**Exercices proposés**
1 > D'après le texte sur la T.S.F. des années 1930, qui a composé la musique de la « Complainte de la Seine » ?
2 > Recopiez fidèlement le passage du texte sur la T.S.F. des années 1930, depuis « Et en prime » jusqu'à « a des larmes. » inclus.
3 > Résumez en deux phrases le texte sur la T.S.F. des années 1930.

**Texte de lecture**

____

La voilà enfin votre nouvelle T.S.F. ! Vous allez pouvoir vous régaler avec tous ces programmes que concoctent pour vous les grandes stations de radiodiffusion comme Radio P.T.T.,Radio Tour Eiffel, Radio Cité ou Radio Luxembourg, pour ne citer qu’elles.
Vous ne voudriez tout de même pas avoir l’image, en plus ! Nous ne sommes qu’au milieu des années 30 – 1930, évidemment ! – la télévision mécanique montre à peine le bout de son écran : Georges Mandel, ministre des Postes Télégraphe et Téléphone vient tout juste d’assister en Angleterre à une retransmission expérimentale du Derby d’Epsom.
La publicité, elle, n’a pas perdu de temps et déjà elle n’hésite pas, avec le sans-gêne et l’effronterie qu’on lui connaît, à s’insérer partout, nantie de l’humour raffiné et de l’intelligence brillante dont elle ne cessera de se parer au cours des époques pour élever jusqu’aux sommets les plus hauts les esprits attentifs des auditeurs fascinés. N’est-ce pas ?
Par exemple :
Mais, s’il vous plaît, pas de précipitation, ne jetez pas trop vite votre poste de radio au fond de la Seine ; elle contient déjà tant de choses. Choisissez plutôt la bonne fréquence et montez un peu le son : en ce moment Lys Gauty dresse avec sa gouaille particulière et sur le ton de la chanson réaliste en vogue, l’inventaire des trésors et des secrets que recèlent les eaux de notre Seine nationale.
La liste poétique en est établie par Maurice Magre et la musique est composée par Kurt Weill.
Et en prime vous aurez même droit à quelques images d’époque…
« Complainte de la Seine »
Complainte de la Seine (1934)
Au fond de la Seine, il y a de l’or Des bateaux rouillés, des bijoux, des armes. Au fond de la Seine, il y a des morts. Au fond de la Seine, il y a des larmes.

____

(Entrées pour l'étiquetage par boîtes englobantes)
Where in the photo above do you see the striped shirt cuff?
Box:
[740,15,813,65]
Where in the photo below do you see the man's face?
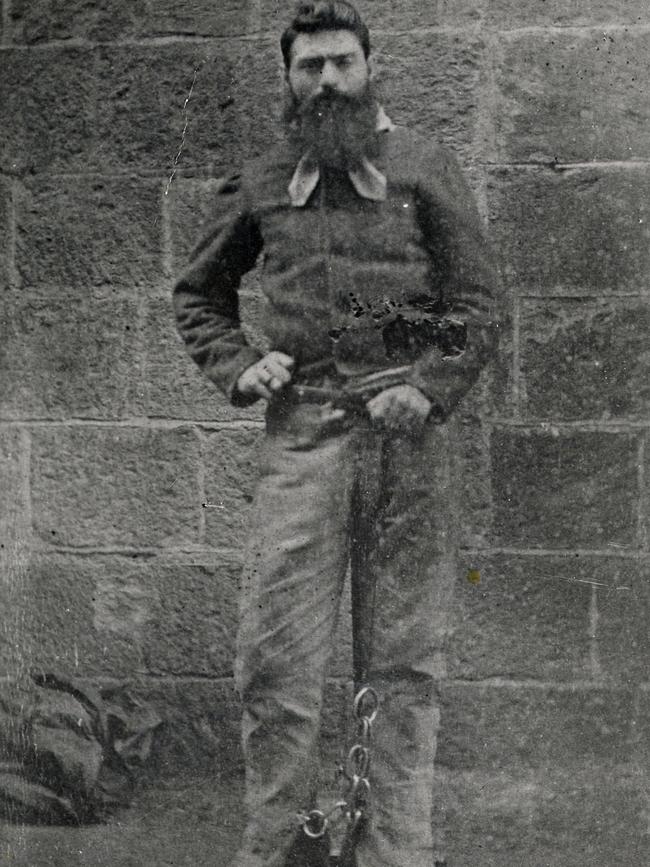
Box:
[287,30,370,105]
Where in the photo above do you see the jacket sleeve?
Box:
[173,175,262,406]
[408,149,498,421]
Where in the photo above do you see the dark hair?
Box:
[280,0,370,69]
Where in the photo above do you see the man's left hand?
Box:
[366,385,431,436]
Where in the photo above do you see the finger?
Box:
[267,350,295,370]
[262,359,291,385]
[269,376,286,391]
[254,376,272,400]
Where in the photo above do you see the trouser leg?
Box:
[235,407,351,867]
[353,427,455,867]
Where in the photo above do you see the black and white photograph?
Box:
[0,0,650,867]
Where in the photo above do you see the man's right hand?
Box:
[237,352,294,400]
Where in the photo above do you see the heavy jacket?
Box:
[174,127,497,419]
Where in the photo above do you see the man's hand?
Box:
[237,352,294,400]
[366,385,431,436]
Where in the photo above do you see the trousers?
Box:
[230,402,457,867]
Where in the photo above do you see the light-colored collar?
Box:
[289,106,395,208]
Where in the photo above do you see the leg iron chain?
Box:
[298,686,379,863]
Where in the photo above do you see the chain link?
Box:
[297,686,379,852]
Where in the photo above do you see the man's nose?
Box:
[320,60,339,89]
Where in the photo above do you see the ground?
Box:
[0,779,241,867]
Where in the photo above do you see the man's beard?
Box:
[283,83,379,169]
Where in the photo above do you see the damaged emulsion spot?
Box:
[165,66,201,195]
[329,292,467,363]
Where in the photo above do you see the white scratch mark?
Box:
[165,66,200,195]
[564,578,632,590]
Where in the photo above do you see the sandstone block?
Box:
[495,28,650,163]
[521,299,650,420]
[16,177,162,294]
[448,554,592,682]
[455,412,493,548]
[436,764,650,867]
[0,47,95,172]
[2,554,148,677]
[485,0,650,30]
[491,428,639,548]
[147,0,257,36]
[487,167,650,295]
[134,293,263,421]
[143,560,241,677]
[203,429,261,548]
[10,0,147,45]
[436,682,633,771]
[0,428,28,551]
[0,181,14,289]
[375,33,485,159]
[32,426,200,547]
[262,0,484,33]
[0,428,30,677]
[596,558,650,684]
[165,176,239,277]
[97,40,281,178]
[138,678,243,780]
[0,292,137,419]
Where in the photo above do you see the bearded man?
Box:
[174,0,496,867]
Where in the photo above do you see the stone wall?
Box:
[0,0,650,867]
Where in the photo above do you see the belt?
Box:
[283,365,411,412]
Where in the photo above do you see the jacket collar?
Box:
[288,106,395,208]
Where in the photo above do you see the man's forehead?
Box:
[291,30,363,61]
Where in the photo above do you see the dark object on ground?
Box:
[0,674,161,824]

____

**Corrigé complet**
1 > Kurt Weill.

2 >
Et en prime vous aurez même droit à quelques images d’époque…
« Complainte de la Seine »
Complainte de la Seine (1934)
Au fond de la Seine, il y a de l’or Des bateaux rouillés, des bijoux, des armes. Au fond de la Seine, il y a des morts. Au fond de la Seine, il y a des larmes.

3 > Le texte évoque l'arrivée d'un nouveau poste de T.S.F. au milieu des années 1930, époque où la télévision mécanique n'en est qu'à ses débuts et où la publicité s'insère déjà partout. Il invite ensuite à écouter Lys Gauty chanter la « Complainte de la Seine », qui dresse l'inventaire des trésors et des secrets du fleuve, sur un texte de Maurice Magre et une musique de Kurt Weill.